▶ [CHALLENGES]
a) Retype the part of the course information page starting at "Required materials" and ending at "a fellow student.".
b) What price range does the course information page give for the recommended headphone models?

▶ [EXTRACT]
Course information

Course description

Contemporary language documentation is dedicated to producing a long-lasting, multipurpose record of a language. This course will give you the skills you need to produce such a documentation, with special attention given to digital data collection, data sustainability, and the documentation of language-in-use. The skills you develop in this class can be extended to your future fieldwork or toward bringing an existing documentation project in line with current practice. Students will (1) gain an understanding of the current best practices in digital language documentation; (2) develop skills in a prosody-based transcription system that can be applied to any language; (3) become familiar with key software and hardware used in our field; (4) develop skills to troubleshoot data management problems in a variety of fieldwork situations. By the end of the course, students will be able to plan for conducting best-practice language documentation project of their own, from equipment purchase to data collection to data annotation to archiving and presentation.

Course readings

The course readings listed in the course schedule can be accessed through Laulima Resource foler unless they are already available online.

Required materials

Students are required to have (or have access to) the following:

  1. Computer (preferably a laptop)
  1. Closed-ear/closed back (`circumaural’) monitoring headphones (recommended)
  • These headphones will be used with your laptop as well as audio and video recorders.

    • Sennheiser 201, 202 and Audio-Technica ATH-M20 are recommended (Price: $20–$45).
    • It may be possible to check out headphones from the lab or borrow them from a fellow student.
    • Note that earbuds or on-ear (`supra-aural’) headphones are not recommended.

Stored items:

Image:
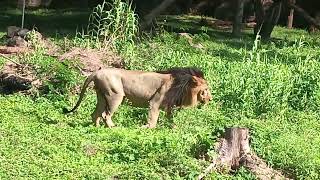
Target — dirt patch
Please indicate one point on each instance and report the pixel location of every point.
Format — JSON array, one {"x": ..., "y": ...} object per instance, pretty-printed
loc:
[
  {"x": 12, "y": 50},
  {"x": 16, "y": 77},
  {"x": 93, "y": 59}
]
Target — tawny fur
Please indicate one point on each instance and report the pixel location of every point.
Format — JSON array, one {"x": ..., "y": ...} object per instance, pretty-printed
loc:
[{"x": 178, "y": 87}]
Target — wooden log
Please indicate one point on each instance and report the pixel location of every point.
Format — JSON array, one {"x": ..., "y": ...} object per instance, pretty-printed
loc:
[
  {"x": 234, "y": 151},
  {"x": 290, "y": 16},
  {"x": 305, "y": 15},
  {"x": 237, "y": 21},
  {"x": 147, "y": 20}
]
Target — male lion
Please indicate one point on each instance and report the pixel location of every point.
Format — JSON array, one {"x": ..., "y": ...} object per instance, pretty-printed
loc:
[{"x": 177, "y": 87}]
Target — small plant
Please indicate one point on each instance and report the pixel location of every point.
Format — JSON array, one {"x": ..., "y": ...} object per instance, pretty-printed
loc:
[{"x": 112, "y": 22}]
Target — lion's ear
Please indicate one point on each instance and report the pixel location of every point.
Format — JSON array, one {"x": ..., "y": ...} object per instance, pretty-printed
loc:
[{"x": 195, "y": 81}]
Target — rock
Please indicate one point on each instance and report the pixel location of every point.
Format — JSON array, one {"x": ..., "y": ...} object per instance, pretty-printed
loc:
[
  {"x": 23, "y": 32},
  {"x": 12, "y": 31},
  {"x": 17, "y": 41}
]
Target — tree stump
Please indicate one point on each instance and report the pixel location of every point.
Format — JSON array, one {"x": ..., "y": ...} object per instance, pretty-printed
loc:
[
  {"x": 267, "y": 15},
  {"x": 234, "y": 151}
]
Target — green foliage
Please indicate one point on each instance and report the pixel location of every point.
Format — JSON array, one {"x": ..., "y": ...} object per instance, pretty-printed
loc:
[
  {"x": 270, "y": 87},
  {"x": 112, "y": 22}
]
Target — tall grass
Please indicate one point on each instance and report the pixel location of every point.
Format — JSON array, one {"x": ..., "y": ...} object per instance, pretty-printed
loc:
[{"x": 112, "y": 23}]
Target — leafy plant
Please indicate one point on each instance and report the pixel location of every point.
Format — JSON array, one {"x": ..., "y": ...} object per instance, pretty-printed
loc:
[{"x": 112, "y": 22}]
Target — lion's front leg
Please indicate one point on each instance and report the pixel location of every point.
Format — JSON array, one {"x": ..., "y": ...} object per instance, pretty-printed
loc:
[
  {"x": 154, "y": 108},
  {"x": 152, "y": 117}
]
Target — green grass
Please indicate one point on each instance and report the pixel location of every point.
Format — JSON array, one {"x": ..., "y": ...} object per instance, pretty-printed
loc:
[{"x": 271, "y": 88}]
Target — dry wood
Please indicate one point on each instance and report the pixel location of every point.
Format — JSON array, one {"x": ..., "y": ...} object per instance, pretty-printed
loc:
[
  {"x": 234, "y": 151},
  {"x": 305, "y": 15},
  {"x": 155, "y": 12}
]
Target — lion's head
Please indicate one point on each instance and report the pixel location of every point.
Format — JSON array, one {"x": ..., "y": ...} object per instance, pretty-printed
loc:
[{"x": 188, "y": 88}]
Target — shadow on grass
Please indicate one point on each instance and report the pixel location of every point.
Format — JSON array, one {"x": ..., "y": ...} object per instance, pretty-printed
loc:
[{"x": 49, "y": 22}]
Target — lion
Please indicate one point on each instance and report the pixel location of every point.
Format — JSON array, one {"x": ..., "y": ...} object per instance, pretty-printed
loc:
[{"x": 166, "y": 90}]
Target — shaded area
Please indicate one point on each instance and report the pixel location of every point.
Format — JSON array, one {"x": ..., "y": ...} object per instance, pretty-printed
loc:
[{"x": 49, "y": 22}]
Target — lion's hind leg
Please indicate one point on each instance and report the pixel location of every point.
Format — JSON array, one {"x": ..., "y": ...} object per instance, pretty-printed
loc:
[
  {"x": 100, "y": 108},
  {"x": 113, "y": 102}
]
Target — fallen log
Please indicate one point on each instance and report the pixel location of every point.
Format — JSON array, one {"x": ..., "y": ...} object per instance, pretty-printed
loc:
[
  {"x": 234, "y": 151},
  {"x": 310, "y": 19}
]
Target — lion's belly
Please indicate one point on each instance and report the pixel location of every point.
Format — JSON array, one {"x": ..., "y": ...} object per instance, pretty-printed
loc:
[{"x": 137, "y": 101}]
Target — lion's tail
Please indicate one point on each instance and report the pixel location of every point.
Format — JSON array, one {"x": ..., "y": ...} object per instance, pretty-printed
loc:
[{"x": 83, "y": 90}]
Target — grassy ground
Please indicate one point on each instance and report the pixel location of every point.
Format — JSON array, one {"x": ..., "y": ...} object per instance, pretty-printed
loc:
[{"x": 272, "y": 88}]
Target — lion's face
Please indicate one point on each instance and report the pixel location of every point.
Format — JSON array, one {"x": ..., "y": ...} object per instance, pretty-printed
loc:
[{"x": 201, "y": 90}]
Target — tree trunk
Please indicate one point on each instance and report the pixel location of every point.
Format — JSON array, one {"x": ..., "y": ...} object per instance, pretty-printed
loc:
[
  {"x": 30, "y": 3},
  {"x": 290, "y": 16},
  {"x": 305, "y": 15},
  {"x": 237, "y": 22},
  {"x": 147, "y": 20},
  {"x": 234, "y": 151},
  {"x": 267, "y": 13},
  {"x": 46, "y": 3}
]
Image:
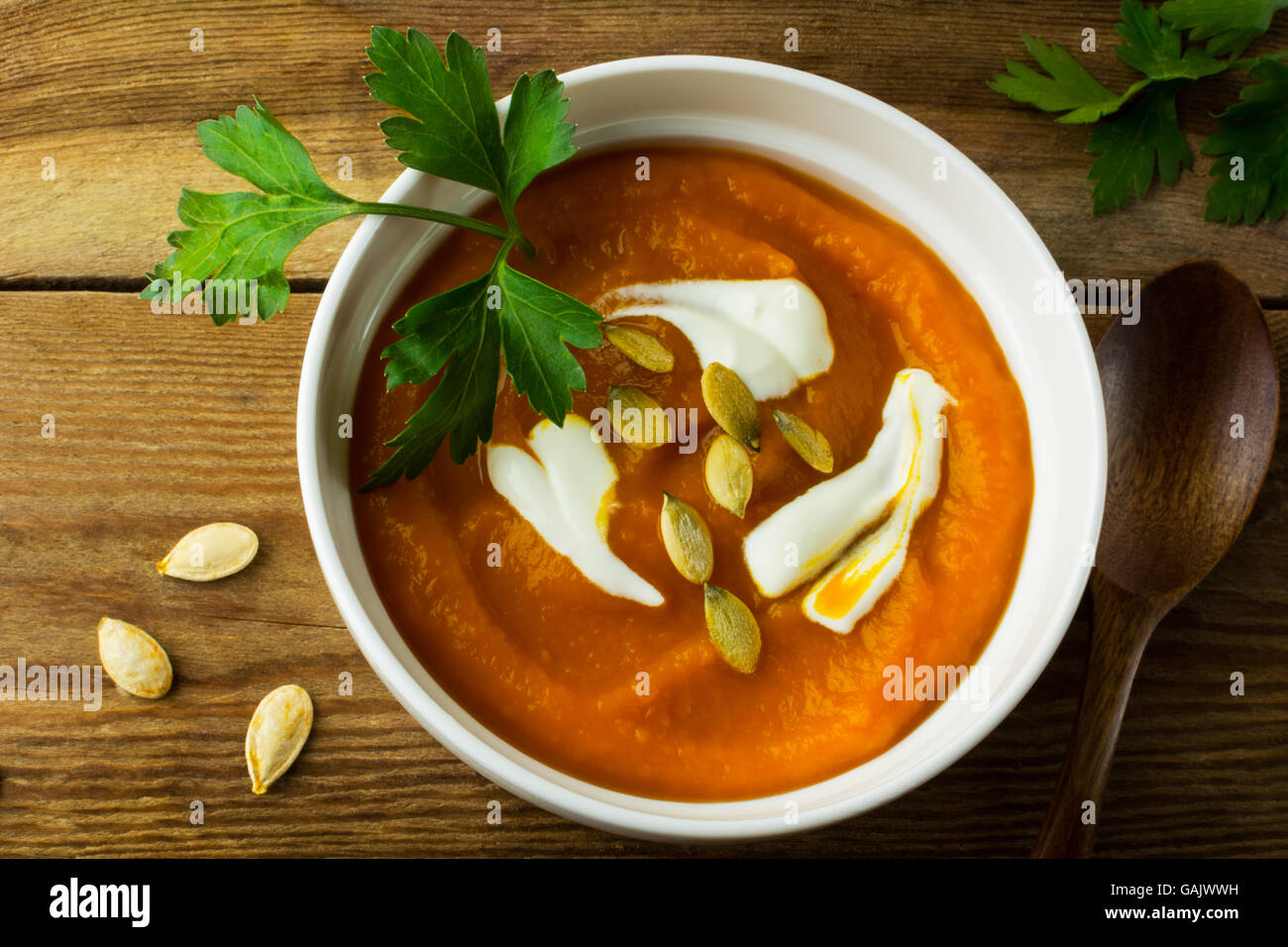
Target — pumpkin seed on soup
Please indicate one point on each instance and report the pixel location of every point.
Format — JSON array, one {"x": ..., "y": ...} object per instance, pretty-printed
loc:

▶ [ANSWERS GIVEN]
a)
Required materials

Students are required to have (or have access to) the following:

  1. Computer (preferably a laptop)
  1. Closed-ear/closed back (`circumaural’) monitoring headphones (recommended)
  • These headphones will be used with your laptop as well as audio and video recorders.

    • Sennheiser 201, 202 and Audio-Technica ATH-M20 are recommended (Price: $20–$45).
    • It may be possible to check out headphones from the lab or borrow them from a fellow student.

b) $20–$45